24.5 Models using Docker

This section will discuss how to add new models to PEcAn docker. To be able to add a new model to PEcAn when using docker is as simple as starting a new container. The model will come online and let the PEcAn framework know there is a new model available, there is no need to go through the process of registering this model with PEcAn. Users will be able to select this new model from web interface and run with this model selected.

For this process to work a docker image of the model will need to be created as well as small json file that is used to announce this new model. A separate service in PEcAn (monitor) will use this json file to keep track of all models available as well as register these models with PEcAn.

Model information Model build Common problems

24.5.1 Model information

Each model will have a small json file called model_info.json that is used to describe the model and used by the monitor service to register the model with PEcAn. This file will contain information about the model that is send as part of the heartbeat of the container to the monitor service. Below is an example of this file for the ED model. The required fields are name, type, version and binary. The fields type and version are used by PEcAn to send the messages to RabbitMQ. There is no need to specify the queue name explicitly. The queue name will be created by combining these two fields with an underscore. The field binary is used to point to the actual binary in the docker container.

There are 2 special values that can be used, @VERSION@ which will be replaced by the version that is passed in when building the container, and @BINARY@ which will be replaced by the binary when building the docker image.

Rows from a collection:
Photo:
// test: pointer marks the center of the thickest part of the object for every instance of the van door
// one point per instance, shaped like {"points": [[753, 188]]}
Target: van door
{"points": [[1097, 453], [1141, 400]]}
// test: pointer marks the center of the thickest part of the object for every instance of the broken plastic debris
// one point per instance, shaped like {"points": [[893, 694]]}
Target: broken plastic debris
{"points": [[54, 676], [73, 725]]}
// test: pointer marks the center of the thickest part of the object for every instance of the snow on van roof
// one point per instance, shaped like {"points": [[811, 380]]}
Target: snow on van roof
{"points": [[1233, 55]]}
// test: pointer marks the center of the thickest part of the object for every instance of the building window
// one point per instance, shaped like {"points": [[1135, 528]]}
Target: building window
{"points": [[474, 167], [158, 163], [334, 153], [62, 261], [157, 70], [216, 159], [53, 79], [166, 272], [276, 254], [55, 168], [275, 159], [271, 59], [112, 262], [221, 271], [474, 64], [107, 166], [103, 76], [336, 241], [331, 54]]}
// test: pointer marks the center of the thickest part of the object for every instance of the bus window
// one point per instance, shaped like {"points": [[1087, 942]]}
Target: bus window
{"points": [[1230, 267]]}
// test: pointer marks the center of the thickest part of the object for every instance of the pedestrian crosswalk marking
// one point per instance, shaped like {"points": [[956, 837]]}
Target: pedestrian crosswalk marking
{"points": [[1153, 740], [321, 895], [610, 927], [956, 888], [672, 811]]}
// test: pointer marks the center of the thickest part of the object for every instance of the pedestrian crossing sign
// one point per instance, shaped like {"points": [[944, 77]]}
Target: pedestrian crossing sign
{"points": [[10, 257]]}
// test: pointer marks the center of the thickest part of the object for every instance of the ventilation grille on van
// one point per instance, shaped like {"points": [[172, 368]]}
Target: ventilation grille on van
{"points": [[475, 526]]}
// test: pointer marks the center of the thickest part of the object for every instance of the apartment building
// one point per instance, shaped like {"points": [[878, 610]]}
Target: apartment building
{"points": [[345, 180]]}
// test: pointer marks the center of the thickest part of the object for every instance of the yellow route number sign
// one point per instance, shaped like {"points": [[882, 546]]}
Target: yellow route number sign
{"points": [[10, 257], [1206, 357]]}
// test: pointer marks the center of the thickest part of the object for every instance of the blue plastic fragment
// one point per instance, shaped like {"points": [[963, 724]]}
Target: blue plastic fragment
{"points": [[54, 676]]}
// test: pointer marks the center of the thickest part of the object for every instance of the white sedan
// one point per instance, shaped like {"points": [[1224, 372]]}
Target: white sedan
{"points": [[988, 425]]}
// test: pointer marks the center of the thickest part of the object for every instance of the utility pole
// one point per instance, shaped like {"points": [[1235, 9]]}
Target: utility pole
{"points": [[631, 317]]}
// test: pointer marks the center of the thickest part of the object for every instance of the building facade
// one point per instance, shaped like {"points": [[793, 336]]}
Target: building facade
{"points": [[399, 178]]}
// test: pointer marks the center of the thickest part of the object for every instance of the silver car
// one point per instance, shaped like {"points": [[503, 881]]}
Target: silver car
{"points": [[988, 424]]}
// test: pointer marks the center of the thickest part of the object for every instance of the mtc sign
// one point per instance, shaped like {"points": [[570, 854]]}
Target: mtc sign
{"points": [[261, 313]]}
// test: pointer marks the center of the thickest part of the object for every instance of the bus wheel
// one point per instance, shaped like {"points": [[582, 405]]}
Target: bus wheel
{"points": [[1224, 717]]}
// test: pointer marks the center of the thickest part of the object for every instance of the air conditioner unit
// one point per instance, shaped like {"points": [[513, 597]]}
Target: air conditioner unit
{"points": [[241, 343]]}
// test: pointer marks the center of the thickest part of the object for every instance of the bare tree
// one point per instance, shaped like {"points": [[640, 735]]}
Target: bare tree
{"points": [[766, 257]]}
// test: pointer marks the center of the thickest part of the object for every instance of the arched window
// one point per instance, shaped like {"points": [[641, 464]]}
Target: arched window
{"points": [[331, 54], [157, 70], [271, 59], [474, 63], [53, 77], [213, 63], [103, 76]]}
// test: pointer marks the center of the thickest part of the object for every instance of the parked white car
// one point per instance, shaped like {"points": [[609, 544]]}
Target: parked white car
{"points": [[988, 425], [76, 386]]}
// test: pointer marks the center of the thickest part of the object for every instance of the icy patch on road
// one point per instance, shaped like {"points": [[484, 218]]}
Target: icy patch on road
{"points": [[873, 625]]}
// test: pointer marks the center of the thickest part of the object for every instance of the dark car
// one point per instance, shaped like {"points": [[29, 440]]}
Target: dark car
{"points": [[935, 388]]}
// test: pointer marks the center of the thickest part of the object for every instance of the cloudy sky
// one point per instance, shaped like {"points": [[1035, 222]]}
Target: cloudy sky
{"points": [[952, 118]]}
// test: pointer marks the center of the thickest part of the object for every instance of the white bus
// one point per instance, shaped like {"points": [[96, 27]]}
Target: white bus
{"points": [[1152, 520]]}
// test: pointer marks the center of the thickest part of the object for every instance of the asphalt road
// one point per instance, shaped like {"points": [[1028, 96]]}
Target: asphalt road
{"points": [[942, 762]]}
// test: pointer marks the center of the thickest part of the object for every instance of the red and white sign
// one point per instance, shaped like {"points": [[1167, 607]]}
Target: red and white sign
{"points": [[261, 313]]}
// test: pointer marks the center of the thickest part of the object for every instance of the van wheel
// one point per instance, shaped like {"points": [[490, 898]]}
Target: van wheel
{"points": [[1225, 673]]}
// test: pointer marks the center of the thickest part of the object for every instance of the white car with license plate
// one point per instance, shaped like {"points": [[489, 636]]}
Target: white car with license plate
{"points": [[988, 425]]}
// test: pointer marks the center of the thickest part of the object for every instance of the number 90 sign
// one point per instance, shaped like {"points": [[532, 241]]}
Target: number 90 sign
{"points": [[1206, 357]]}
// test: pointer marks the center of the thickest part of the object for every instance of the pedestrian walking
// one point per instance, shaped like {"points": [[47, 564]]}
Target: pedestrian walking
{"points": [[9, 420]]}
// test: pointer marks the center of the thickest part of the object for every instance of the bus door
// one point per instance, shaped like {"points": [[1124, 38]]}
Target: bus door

* **Work instructions**
Can you set down the Docker models section from above again, word for word and in full?

* **The reply**
24.5 Models using Docker

This section will discuss how to add new models to PEcAn docker. To be able to add a new model to PEcAn when using docker is as simple as starting a new container. The model will come online and let the PEcAn framework know there is a new model available, there is no need to go through the process of registering this model with PEcAn. Users will be able to select this new model from web interface and run with this model selected.

For this process to work a docker image of the model will need to be created as well as small json file that is used to announce this new model. A separate service in PEcAn (monitor) will use this json file to keep track of all models available as well as register these models with PEcAn.

Model information Model build Common problems

24.5.1 Model information

Each model will have a small json file called model_info.json that is used to describe the model and used by the monitor service to register the model with PEcAn. This file will contain information about the model that is send as part of the heartbeat of the container to the monitor service. Below is an example of this file for the ED model. The required fields are name, type, version and binary. The fields type and version are used by PEcAn to send the messages to RabbitMQ. There is no need to specify the queue name explicitly. The queue name will be created by combining these two fields with an underscore. The field binary is used to point to the actual binary in the docker container.

There are 2 special values that can be used, @VERSION@ which will be replaced by the version that is passed in when building the container, and @BINARY@ which will be replaced by the binary when building the docker image.